§ Extract provided:

40:20 - David Brown (Host)

So I'm just looking at the time we're four sort of 45 minutes in now. Yeah, so we need to start thinking about winding up. But Sam Altman, oh my God, what has happened? What's your opinion Cause? Cause you know you've you're a business woman in your own right, so you kind of know how these things work. You've been in business for quite a long time. I I have my own thoughts about what's been going on there, but I'm curious to know what you think Once you know about it A and then B, what you think might be happening.

40:57 - Lisa Goodchild (Guest)

Well, I've been reading bits on it. I've been trying to sort of stay away from it. It always intrigues me because the stories I watched the rim film recently, you know Blackberry on the plane on the way to New York and it just intrigued me and it it took me back to the Steve Jobs days as well. And these brilliant, brilliant, and you see it consistently with big companies and big corporations. You know, sorry, microsoft, you bought Skype and what happened. You know like there's terrible.


And we saw it with is Bebo. You know, there's all of these technologies that we know that these big courts went. Oh, I couldn't do this, and I think that's what's happened at the top of there. They've got the people that think they know it. The board and this happens consistently with boards and the board is usually not diverse in terms of every which way, in terms of gender, in terms of socioeconomic. That it's so. They're not getting views. So it's normally.


You know, I'm a fine and I love white men. My dad is one and so is my brother but you know, it's a group of older white men that make a decision and go. We know what we're talking about and I think there's they needed to listen to him. They obviously didn't, and what I love is that the whole company rebelled. And when we're going, and I just that's the movement that I want to see our young people do into governments, that's the movement I want to see the world, you know, going. Well, we're not going to have it. We're going to sit here. You know, women's gender, the women's gender gap, for instance, we should just sit down. Just sit down and go. We're not going to work today.

42:31 - David Brown (Host)

You know it's well, that's what they did in Iceland, wasn't it?

42:34 - Lisa Goodchild (Guest)

Yeah, it wasn't, it worked.

42:36 - David Brown (Host)

Yeah, 100%. The other thing that was interesting about the the open AI board is that there were a couple of women on the board and they were ones that have left as well, and I know it had a really unique structure because the whole point was to have this sort of a board that was completely uninvolved and it was a nonprofit. And then was this quite you know, it was set up in a way to be able to work, ironically, the way that it did, and if they didn't like what Sam was doing and the company was doing, then they could get rid of him, and then they got rid of him, and then the whole thing completely fell apart because, yeah, I think in the end, more than 700 of the 770 employees said we will resign if the board doesn't resign and get Sam back.


And I mean that type of loyalty as well, is incredible.

43:28 - Lisa Goodchild (Guest)

§ Set exercise A:
Answer these from the transcript:
(i) Where was Lisa Goodchild when she watched the film about Blackberry?
(ii) Which company does she say bought Skype?
(iii) According to David Brown, how many of the 770 employees said they would resign?
§ Set exercise B:
Quote the transcript from "You know, I'm" up to and including "42:36 - David Brown (Host)".

§ Raw records:

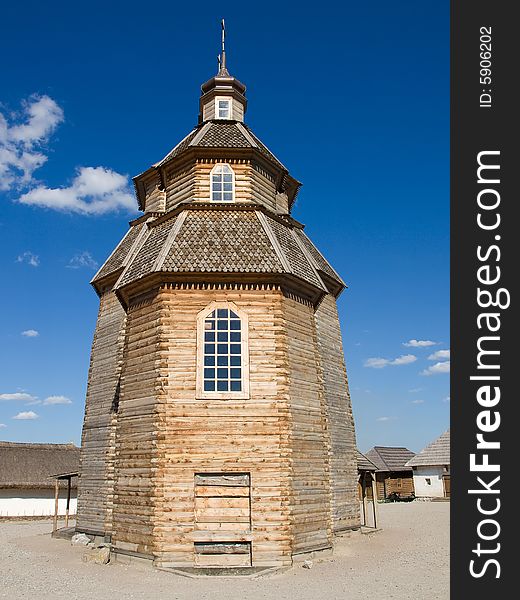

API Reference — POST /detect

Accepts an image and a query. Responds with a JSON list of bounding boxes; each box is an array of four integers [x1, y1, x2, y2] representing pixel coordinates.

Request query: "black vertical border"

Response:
[[451, 0, 520, 600]]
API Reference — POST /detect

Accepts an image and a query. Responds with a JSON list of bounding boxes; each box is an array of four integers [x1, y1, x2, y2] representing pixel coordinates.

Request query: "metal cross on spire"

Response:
[[218, 19, 228, 75]]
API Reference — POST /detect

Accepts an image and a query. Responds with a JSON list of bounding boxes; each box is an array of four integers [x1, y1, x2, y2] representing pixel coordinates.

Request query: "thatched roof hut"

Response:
[[366, 446, 415, 499], [0, 442, 79, 489]]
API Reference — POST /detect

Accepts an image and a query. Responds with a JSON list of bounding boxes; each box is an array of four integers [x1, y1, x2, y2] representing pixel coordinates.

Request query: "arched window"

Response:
[[211, 164, 235, 202], [197, 303, 249, 399]]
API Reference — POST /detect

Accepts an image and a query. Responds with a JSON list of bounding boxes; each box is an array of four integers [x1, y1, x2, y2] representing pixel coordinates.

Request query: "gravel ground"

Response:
[[0, 502, 449, 600]]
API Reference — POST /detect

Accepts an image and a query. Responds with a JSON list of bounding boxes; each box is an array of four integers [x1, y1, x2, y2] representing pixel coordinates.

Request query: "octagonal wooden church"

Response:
[[77, 34, 360, 568]]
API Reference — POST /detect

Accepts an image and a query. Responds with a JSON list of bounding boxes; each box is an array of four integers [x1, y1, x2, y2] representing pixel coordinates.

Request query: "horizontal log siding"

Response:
[[154, 289, 291, 566], [77, 292, 125, 533], [166, 165, 195, 211], [376, 472, 415, 500], [284, 298, 332, 553], [112, 298, 167, 555], [193, 157, 252, 202], [315, 295, 360, 531], [145, 174, 166, 212]]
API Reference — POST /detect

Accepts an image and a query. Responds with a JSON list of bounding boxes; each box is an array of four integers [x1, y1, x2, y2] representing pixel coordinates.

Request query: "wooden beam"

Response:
[[370, 473, 377, 528], [52, 479, 60, 532], [65, 475, 72, 527]]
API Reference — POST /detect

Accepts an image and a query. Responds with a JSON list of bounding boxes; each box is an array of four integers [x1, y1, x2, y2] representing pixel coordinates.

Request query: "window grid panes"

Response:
[[211, 165, 233, 202], [204, 308, 243, 392], [218, 100, 229, 119]]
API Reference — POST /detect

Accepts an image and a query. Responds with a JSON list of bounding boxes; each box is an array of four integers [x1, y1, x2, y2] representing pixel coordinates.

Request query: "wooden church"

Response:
[[77, 28, 360, 569]]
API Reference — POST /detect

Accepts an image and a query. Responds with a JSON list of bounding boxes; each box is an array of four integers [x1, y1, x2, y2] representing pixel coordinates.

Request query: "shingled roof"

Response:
[[92, 204, 345, 298], [406, 429, 450, 467], [0, 442, 79, 489], [356, 450, 377, 471], [366, 446, 415, 471], [153, 121, 287, 170]]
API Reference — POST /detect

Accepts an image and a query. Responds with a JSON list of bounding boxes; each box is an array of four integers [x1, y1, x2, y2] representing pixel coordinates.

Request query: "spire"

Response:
[[199, 19, 247, 122], [218, 19, 229, 77]]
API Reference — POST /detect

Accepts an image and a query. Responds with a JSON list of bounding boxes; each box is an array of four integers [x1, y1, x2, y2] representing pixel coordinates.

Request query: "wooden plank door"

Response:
[[442, 475, 451, 498], [195, 473, 252, 567]]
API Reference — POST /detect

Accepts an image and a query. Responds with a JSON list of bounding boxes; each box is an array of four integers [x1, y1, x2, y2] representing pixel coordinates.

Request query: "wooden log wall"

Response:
[[112, 296, 167, 557], [284, 298, 332, 554], [160, 158, 288, 213], [193, 156, 252, 202], [114, 288, 291, 566], [315, 294, 360, 532], [145, 174, 166, 212], [376, 471, 415, 500], [77, 291, 126, 534], [166, 163, 195, 211], [250, 165, 277, 212]]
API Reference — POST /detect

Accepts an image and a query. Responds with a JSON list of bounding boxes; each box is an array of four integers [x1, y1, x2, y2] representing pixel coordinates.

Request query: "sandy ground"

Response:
[[0, 502, 449, 600]]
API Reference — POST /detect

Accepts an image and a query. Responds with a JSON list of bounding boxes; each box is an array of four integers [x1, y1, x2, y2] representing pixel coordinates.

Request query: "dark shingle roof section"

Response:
[[0, 442, 79, 488], [366, 446, 415, 471], [196, 123, 252, 148], [406, 429, 450, 467], [162, 210, 284, 273], [356, 450, 377, 471], [92, 223, 144, 281], [266, 217, 326, 291], [154, 121, 286, 170], [117, 216, 177, 288], [116, 209, 334, 300], [295, 229, 345, 286], [154, 127, 200, 167]]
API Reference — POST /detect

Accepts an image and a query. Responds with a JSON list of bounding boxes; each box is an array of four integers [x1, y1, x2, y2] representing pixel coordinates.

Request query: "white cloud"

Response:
[[421, 360, 450, 375], [21, 329, 40, 337], [428, 350, 450, 360], [16, 250, 40, 267], [0, 95, 137, 217], [12, 410, 38, 421], [0, 392, 37, 402], [0, 95, 63, 191], [19, 167, 137, 215], [364, 354, 417, 369], [43, 396, 72, 406], [403, 340, 439, 348], [67, 250, 99, 271]]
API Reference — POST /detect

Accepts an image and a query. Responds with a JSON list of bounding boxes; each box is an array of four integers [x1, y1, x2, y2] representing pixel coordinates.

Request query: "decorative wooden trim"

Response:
[[196, 302, 250, 400], [185, 122, 211, 146], [152, 211, 187, 272], [214, 96, 236, 121], [114, 222, 150, 288], [290, 229, 328, 290], [256, 210, 292, 273]]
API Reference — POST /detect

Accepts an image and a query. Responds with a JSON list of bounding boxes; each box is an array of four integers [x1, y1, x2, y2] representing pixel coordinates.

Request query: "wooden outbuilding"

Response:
[[77, 29, 360, 568], [0, 442, 80, 519], [406, 429, 451, 498], [365, 446, 415, 500]]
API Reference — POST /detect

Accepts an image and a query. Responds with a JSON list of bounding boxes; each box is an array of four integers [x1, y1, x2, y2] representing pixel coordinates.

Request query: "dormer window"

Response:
[[211, 164, 235, 202], [215, 98, 231, 119]]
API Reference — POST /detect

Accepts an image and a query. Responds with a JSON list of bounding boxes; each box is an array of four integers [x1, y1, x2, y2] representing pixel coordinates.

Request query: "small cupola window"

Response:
[[211, 164, 235, 202], [215, 98, 231, 119]]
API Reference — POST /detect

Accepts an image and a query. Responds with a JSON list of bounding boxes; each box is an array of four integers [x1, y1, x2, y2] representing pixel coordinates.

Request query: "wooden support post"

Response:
[[370, 473, 377, 529], [52, 479, 60, 532], [361, 472, 367, 526], [65, 475, 72, 527]]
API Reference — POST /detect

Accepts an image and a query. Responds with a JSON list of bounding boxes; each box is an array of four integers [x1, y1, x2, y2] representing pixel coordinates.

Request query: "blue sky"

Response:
[[0, 0, 449, 451]]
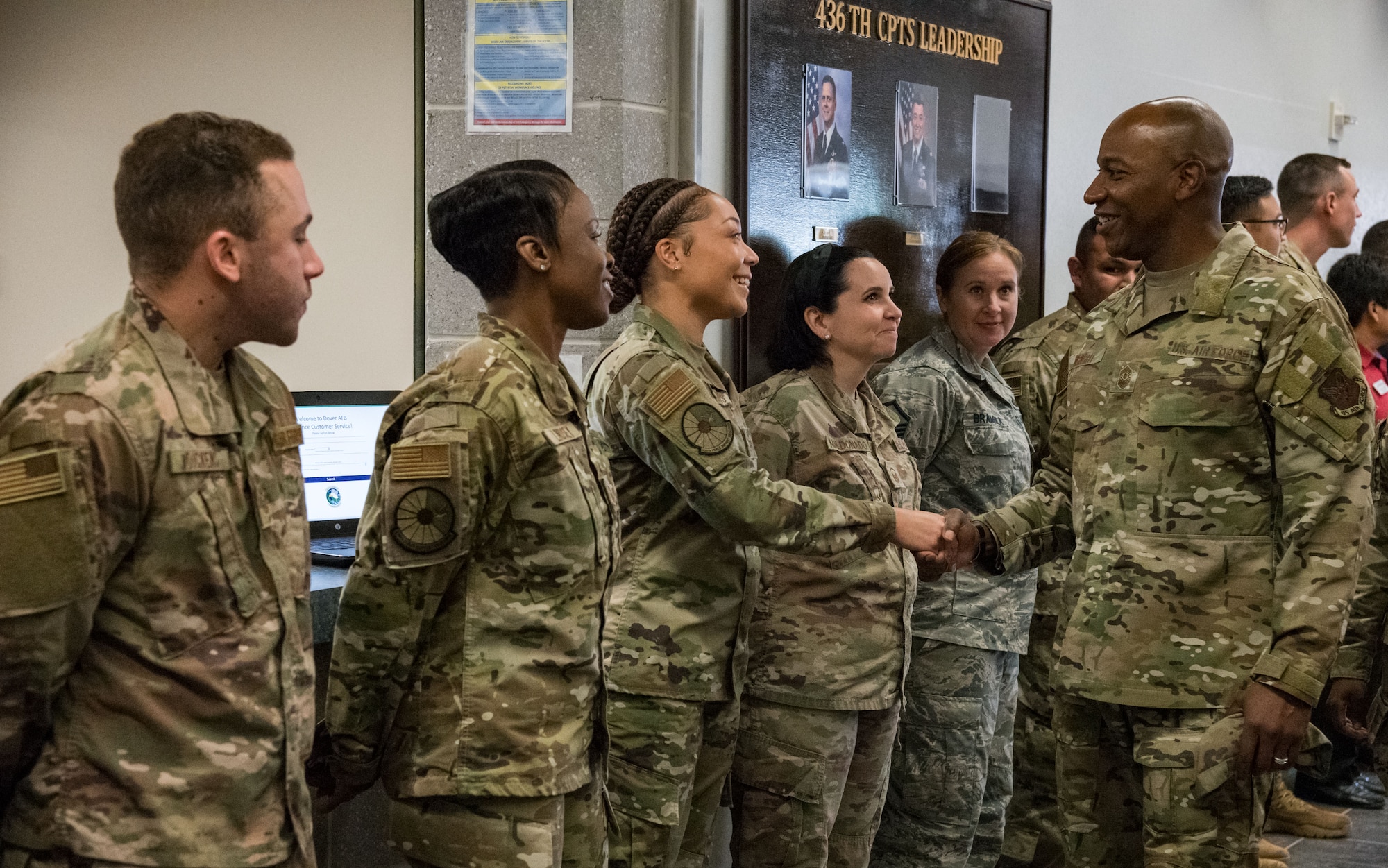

§ Exercise response A:
(i) On the plane on the way to New York.
(ii) Microsoft.
(iii) More than 700.

§ Exercise response B:
You know, I'm a fine and I love white men. My dad is one and so is my brother but you know, it's a group of older white men that make a decision and go. We know what we're talking about and I think there's they needed to listen to him. They obviously didn't, and what I love is that the whole company rebelled. And when we're going, and I just that's the movement that I want to see our young people do into governments, that's the movement I want to see the world, you know, going. Well, we're not going to have it. We're going to sit here. You know, women's gender, the women's gender gap, for instance, we should just sit down. Just sit down and go. We're not going to work today.

42:31 - David Brown (Host)

You know it's well, that's what they did in Iceland, wasn't it?

42:34 - Lisa Goodchild (Guest)

Yeah, it wasn't, it worked.

42:36 - David Brown (Host)